↓↓↓
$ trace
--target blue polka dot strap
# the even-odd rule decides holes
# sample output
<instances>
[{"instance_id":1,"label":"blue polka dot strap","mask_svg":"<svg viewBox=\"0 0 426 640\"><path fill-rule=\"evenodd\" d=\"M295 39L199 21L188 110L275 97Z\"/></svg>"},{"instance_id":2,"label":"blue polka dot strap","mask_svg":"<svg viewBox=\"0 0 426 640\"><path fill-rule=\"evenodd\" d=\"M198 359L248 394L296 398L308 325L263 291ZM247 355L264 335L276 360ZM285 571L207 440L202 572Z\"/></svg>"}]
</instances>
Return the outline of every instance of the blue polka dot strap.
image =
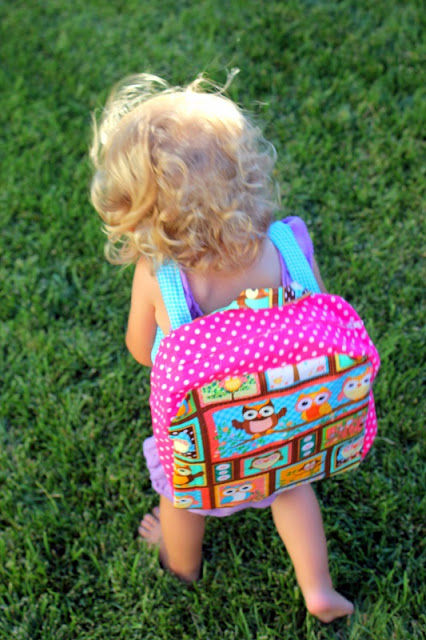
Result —
<instances>
[{"instance_id":1,"label":"blue polka dot strap","mask_svg":"<svg viewBox=\"0 0 426 640\"><path fill-rule=\"evenodd\" d=\"M293 282L297 282L312 293L321 290L312 272L309 262L287 224L273 222L268 236L281 253Z\"/></svg>"},{"instance_id":2,"label":"blue polka dot strap","mask_svg":"<svg viewBox=\"0 0 426 640\"><path fill-rule=\"evenodd\" d=\"M172 329L177 329L181 324L191 322L192 318L186 303L179 268L172 262L166 262L157 271L156 276ZM158 327L151 351L152 362L154 362L163 338L164 333Z\"/></svg>"}]
</instances>

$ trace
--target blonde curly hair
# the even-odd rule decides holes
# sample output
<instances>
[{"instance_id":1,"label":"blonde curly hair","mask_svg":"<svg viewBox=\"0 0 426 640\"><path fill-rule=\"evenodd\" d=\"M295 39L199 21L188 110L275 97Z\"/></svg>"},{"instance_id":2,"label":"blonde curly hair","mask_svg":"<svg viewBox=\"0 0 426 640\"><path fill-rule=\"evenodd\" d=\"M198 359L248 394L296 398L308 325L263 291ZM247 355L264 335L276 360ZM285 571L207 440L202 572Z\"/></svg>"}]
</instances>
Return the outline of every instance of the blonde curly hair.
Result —
<instances>
[{"instance_id":1,"label":"blonde curly hair","mask_svg":"<svg viewBox=\"0 0 426 640\"><path fill-rule=\"evenodd\" d=\"M144 256L154 271L173 260L205 272L256 258L277 206L275 149L223 90L203 90L205 83L200 76L170 88L156 76L132 76L94 120L91 200L110 262Z\"/></svg>"}]
</instances>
↑↑↑
■ **Given problem**: Count the lines of the records above that contain the word "Return", and state only that number.

■ **Exercise result**: 2